Le « grand jeu de blocs » apporte là encore une nouvelle piste pour contourner ces limites : empiler les modules. Il vous suffit d’aller chez votre cybermarchand préféré pour acheter de telles puces chez AMD. Affublés de la mention « X3D », les processeurs du type Ryzen 9 7900X3D sont des puces classiques sur lesquelles AMD (et TSMC !) ont ajouté, à la surface, de la mémoire cache afin de favoriser l’exécution de certaines tâche (ici, les jeux vidéo). Pourquoi de la mémoire cache ? Car celle-ci est composée de cellules d’une mémoire appelée SRAM qui a comme limite de ne pas se miniaturiser aussi bien que les transistors des blocs logiques que sont les CPU et GPU. Pour une surface donnée, les ingénieurs réfléchissent bien la quantité de mémoire cache dont ils ont besoin, chaque kilo-octet consommant une surface précieuse. Bien qu’impliquant des limites, notamment thermiques – il y a une couche qui chauffe en plus par-dessus une autre, ce qui explique les fréquences un peu à la baisse des processeurs AMD ainsi conçus – coller de la mémoire est une méthode astucieuse pour profiter de plus de mémoire à peu de frais.
Notez ici que le couple AMD/TSMC n’est pas le seul à savoir empiler les blocs : Intel fut le premier avec son processeur Lakefield (2020), une puce très basse consommation qui empilait 6 couches (substrat et support mémoire inclus) dont la dernière n’était rien de moins que la mémoire vive (RAM) ! Lors de la session de questions/réponses à la presse du forum Innovation le 18 septembre dernier, le PDG d’Intel Pat Gelsinger a d’ailleurs garanti que l’empilement de mémoire cache n’était pas propre à AMD et qu’Intel devrait proposer des solutions similaires en utilisant ses propres méthodes.

Votre travail:
[1] Relevez toutes les entreprises nommées dans le texte sur l'empilement des puces.
[2] D'après le texte sur l'empilement des puces, combien de couches le processeur Lakefield d'Intel empilait-il ?
[3] Résumez en quelques phrases le paragraphe du texte sur l'empilement des puces qui commence par « Notez ici que le couple AMD/TSMC », en conservant ses faits principaux.

Listing présenté:
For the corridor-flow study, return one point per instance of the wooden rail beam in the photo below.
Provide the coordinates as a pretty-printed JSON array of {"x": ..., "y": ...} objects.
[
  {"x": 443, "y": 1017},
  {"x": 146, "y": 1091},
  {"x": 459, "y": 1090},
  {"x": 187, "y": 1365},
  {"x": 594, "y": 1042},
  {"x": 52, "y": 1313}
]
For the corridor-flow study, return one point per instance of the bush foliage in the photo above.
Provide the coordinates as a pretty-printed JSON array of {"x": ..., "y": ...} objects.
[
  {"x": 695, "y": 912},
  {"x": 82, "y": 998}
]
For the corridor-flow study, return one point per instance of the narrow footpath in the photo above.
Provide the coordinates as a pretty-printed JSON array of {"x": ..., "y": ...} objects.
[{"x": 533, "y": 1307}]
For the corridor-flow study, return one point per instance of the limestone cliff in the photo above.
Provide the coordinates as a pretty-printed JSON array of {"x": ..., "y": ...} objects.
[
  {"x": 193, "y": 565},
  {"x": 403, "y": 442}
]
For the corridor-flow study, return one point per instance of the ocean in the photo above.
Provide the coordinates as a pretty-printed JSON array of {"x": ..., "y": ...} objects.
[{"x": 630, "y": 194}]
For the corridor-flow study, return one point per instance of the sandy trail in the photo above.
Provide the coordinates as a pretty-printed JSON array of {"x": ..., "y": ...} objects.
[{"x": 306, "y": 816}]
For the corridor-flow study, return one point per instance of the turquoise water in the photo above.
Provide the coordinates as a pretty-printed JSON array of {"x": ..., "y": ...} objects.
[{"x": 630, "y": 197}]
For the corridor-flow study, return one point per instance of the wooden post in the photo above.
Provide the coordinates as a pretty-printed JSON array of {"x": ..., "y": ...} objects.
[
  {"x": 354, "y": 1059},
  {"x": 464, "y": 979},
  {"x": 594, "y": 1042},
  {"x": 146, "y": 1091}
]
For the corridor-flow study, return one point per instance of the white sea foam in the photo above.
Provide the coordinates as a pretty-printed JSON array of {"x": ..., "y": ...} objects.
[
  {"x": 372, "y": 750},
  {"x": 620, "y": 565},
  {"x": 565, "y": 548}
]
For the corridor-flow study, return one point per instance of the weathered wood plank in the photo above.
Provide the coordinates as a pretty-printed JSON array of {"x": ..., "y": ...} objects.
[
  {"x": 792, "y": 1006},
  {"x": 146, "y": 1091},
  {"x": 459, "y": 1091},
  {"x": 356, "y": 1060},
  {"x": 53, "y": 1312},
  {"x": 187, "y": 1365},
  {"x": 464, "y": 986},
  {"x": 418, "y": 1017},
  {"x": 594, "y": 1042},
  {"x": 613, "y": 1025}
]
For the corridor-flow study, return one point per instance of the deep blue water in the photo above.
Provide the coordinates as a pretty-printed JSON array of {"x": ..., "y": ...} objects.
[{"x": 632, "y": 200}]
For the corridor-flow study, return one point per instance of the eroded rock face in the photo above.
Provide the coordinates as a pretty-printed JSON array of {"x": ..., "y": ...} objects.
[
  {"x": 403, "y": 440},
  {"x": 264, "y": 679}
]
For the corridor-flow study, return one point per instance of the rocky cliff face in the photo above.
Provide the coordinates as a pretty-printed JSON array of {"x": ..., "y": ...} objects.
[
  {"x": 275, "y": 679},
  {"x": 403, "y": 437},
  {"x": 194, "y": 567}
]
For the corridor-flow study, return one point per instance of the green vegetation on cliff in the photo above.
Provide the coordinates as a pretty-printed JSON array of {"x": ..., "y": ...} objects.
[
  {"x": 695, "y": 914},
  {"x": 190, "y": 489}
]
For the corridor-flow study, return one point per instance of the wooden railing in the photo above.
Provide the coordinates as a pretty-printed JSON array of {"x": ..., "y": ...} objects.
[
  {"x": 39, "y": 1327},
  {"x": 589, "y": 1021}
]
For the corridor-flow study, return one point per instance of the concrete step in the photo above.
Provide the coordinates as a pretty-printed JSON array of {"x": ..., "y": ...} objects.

Résultats:
[1] AMD, TSMC, Intel

[2] Six couches, substrat et support mémoire inclus.

[3] AMD et TSMC ne sont pas les seuls à empiler des blocs : Intel l'a fait le premier avec Lakefield (2020), une puce très basse consommation à 6 couches dont la dernière était la mémoire vive. Le 18 septembre, lors du forum Innovation, le PDG d'Intel Pat Gelsinger a affirmé que l'empilement de mémoire cache n'était pas propre à AMD et qu'Intel devrait proposer des solutions similaires avec ses propres méthodes.